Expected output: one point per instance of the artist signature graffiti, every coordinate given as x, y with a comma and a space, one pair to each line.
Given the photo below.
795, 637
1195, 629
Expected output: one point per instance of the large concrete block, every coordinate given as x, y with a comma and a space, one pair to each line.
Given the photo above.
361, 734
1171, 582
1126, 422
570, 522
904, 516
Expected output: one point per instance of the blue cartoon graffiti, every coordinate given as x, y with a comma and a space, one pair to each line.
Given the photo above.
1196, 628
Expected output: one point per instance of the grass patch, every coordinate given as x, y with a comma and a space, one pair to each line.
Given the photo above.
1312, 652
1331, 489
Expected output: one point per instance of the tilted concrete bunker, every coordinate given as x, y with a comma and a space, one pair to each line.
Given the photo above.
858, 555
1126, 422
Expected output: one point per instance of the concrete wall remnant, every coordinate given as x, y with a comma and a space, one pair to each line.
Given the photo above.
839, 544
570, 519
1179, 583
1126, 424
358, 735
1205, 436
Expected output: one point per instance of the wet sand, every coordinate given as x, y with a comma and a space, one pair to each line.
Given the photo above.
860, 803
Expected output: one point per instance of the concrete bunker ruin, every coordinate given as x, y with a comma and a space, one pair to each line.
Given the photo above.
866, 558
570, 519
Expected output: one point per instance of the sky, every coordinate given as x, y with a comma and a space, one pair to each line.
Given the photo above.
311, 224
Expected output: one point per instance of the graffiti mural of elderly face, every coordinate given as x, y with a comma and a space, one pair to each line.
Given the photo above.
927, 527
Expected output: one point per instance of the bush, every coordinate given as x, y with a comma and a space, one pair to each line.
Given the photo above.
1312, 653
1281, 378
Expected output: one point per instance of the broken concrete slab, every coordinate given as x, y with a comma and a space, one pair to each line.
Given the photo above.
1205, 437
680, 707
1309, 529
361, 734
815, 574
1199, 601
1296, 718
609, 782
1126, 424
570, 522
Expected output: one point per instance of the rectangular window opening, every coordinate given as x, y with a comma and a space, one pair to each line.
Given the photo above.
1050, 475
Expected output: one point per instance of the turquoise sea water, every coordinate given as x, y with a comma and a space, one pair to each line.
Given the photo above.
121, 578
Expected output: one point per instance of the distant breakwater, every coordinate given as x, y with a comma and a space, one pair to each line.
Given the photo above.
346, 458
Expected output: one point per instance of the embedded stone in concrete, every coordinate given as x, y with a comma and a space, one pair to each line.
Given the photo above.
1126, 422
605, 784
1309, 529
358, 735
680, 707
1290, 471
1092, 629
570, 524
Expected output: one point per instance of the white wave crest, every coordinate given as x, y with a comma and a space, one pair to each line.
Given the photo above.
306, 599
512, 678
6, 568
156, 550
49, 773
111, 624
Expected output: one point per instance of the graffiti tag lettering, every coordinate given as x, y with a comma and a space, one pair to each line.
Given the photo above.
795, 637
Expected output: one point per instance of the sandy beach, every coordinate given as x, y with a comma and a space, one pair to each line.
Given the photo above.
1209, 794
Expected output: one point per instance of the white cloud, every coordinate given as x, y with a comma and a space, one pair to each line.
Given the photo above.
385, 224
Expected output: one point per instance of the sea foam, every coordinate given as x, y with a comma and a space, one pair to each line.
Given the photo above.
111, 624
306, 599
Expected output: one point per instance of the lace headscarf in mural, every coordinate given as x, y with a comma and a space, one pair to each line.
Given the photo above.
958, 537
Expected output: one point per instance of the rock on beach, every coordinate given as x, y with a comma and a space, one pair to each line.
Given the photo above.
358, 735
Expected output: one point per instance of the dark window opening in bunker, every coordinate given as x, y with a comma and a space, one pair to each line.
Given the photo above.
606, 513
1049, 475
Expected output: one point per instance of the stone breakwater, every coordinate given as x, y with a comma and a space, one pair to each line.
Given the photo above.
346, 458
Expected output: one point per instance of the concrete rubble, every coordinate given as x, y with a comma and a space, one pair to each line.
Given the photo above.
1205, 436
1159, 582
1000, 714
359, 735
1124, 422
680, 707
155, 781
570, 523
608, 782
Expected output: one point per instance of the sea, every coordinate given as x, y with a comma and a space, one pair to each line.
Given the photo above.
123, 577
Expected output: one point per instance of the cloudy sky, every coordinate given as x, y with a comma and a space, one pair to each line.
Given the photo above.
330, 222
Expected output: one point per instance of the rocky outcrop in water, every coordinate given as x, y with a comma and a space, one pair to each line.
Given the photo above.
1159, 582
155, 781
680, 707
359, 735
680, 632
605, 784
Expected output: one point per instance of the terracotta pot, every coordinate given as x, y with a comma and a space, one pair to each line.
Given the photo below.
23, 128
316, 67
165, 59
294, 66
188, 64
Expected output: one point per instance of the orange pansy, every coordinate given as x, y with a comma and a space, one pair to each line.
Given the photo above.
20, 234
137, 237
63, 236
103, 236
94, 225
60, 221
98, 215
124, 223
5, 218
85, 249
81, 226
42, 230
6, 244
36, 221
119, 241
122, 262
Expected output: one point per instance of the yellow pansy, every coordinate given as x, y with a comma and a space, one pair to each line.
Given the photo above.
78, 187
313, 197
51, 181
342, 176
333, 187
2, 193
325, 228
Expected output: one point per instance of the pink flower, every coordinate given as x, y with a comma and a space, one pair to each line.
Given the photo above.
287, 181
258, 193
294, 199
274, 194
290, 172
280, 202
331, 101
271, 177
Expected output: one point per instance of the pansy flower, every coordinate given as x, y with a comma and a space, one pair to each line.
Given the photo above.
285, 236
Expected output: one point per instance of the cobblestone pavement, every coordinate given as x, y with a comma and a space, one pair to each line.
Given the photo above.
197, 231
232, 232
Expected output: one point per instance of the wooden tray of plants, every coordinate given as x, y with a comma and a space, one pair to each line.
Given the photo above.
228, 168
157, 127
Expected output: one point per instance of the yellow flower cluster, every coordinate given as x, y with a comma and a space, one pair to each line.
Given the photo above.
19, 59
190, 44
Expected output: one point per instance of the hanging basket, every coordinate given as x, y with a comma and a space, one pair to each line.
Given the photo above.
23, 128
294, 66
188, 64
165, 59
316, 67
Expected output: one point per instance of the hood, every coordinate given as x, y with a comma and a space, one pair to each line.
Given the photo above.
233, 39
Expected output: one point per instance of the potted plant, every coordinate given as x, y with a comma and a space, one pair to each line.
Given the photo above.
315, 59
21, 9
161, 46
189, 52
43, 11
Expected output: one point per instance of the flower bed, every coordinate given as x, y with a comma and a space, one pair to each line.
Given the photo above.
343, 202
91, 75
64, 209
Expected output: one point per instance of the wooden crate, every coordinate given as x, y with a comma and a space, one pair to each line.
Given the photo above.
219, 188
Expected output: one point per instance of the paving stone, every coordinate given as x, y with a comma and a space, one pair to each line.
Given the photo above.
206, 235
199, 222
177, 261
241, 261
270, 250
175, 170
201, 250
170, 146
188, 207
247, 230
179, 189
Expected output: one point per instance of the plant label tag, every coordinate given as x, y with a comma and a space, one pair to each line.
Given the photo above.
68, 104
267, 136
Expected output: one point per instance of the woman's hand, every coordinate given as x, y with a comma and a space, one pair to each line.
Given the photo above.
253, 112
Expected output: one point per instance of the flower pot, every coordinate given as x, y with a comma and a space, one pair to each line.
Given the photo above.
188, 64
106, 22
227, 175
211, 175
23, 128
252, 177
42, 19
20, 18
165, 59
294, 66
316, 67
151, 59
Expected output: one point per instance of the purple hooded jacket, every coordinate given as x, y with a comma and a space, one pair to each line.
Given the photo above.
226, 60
————
Identify the lines in the entries above that contain "beach", then copy them out.

Expected output: one point per instance of the sandy beach, every coordinate given as x, y with a comma and a space, one pair to each line.
Expected output: one point per instance of the rock on beach, every coordinate given as x, y with a comma and a space, one pair to each line.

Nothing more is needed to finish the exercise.